#### DATA FOR PROCESSING
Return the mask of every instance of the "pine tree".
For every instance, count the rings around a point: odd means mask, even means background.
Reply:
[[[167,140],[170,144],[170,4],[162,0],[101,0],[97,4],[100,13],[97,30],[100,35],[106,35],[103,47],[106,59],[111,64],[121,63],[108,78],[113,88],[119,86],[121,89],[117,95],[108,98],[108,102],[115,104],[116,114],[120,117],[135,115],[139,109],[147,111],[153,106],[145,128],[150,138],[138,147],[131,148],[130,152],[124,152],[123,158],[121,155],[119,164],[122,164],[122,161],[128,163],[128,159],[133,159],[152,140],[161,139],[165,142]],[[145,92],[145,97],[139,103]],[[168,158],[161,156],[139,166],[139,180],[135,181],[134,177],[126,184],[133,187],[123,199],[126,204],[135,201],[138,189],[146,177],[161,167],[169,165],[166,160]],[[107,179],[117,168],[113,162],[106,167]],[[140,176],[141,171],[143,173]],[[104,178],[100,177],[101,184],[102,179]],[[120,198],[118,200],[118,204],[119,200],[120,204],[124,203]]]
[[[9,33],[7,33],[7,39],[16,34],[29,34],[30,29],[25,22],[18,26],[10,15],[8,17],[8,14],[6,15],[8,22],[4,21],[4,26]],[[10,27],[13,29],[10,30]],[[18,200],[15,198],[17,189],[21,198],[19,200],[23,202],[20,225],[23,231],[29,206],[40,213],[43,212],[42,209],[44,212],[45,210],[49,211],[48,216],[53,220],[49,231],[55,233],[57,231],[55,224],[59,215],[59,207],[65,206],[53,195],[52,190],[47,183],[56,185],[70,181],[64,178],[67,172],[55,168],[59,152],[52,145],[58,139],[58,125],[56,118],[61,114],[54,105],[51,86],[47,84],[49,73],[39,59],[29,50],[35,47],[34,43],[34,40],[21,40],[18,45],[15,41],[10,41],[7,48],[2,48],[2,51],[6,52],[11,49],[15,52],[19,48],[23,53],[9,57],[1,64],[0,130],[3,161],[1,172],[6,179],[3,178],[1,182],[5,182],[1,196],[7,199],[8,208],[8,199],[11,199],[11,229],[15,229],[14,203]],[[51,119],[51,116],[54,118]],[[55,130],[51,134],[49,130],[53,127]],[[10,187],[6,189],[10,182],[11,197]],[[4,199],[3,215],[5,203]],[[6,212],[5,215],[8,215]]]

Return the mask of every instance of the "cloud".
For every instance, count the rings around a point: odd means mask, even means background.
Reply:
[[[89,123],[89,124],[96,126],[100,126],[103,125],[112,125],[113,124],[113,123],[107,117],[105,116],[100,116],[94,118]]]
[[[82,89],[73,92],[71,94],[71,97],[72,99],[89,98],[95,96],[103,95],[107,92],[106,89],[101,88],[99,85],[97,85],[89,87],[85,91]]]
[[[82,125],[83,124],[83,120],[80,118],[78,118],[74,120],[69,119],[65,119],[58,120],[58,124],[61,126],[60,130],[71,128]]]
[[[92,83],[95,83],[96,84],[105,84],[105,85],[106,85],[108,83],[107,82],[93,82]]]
########
EXERCISE | Write the complete data out, exactly as above.

SOLUTION FOR THIS EXERCISE |
Return the mask of every instance of the "pine tree".
For every instance, count the rings around a point: odd means mask, even means background.
Reply:
[[[167,140],[170,144],[170,4],[162,0],[101,0],[97,4],[100,13],[97,30],[100,35],[106,35],[103,47],[106,59],[111,64],[121,63],[108,78],[113,88],[119,86],[121,89],[117,95],[108,98],[108,102],[115,104],[116,114],[120,117],[135,115],[139,109],[147,111],[153,106],[145,128],[150,138],[138,147],[131,148],[130,152],[124,152],[123,158],[121,155],[119,164],[122,164],[122,161],[128,163],[128,159],[133,159],[152,140],[161,139],[165,142]],[[145,92],[145,97],[139,103]],[[168,158],[161,156],[139,166],[139,180],[135,181],[134,177],[126,184],[133,187],[123,199],[126,204],[135,201],[138,189],[146,177],[161,167],[169,165],[166,160]],[[107,179],[117,168],[113,162],[106,167]],[[140,176],[141,171],[143,173]],[[104,178],[100,177],[101,184],[102,179]],[[120,198],[118,200],[118,204],[119,200],[120,204],[124,203]]]
[[[9,33],[7,33],[7,39],[16,34],[29,34],[30,29],[25,22],[18,26],[10,15],[8,17],[8,14],[6,15],[8,22],[4,21],[4,26]],[[10,27],[13,29],[10,30]],[[18,200],[15,198],[17,189],[21,198],[19,200],[23,202],[20,225],[23,231],[29,206],[40,213],[43,212],[42,209],[44,212],[45,210],[49,211],[48,216],[53,220],[49,231],[55,233],[57,231],[55,224],[59,215],[59,207],[65,206],[53,195],[52,190],[47,183],[56,185],[70,181],[64,178],[67,172],[55,168],[59,152],[52,145],[58,139],[58,125],[56,118],[61,114],[54,105],[51,86],[47,84],[49,73],[39,59],[29,50],[35,47],[34,43],[34,40],[21,40],[18,45],[15,41],[10,41],[7,48],[2,48],[2,51],[6,52],[11,49],[15,52],[19,48],[23,53],[9,57],[1,64],[0,130],[3,161],[1,172],[6,179],[3,178],[1,182],[5,182],[1,196],[7,199],[8,208],[8,199],[11,199],[11,229],[15,229],[14,203]],[[51,119],[51,116],[54,118]],[[55,130],[51,134],[49,130],[53,127]],[[10,187],[6,189],[10,182],[11,197]],[[4,199],[3,215],[5,203]],[[6,212],[5,215],[8,215]]]

Return the mask of every instance of the "cloud".
For every instance, count the rings around a point: odd means mask, even means background.
Reply:
[[[89,123],[89,124],[96,126],[100,126],[103,125],[112,125],[113,124],[113,123],[107,117],[105,116],[100,116],[94,118]]]
[[[82,89],[73,92],[71,94],[71,97],[72,99],[89,98],[95,96],[103,95],[107,92],[106,89],[101,88],[99,85],[97,85],[89,87],[85,91]]]
[[[82,125],[83,124],[83,120],[80,118],[78,118],[74,120],[69,119],[65,119],[58,120],[58,124],[61,126],[60,130],[71,128]]]
[[[92,83],[95,83],[96,84],[105,84],[105,85],[106,85],[108,83],[107,82],[93,82]]]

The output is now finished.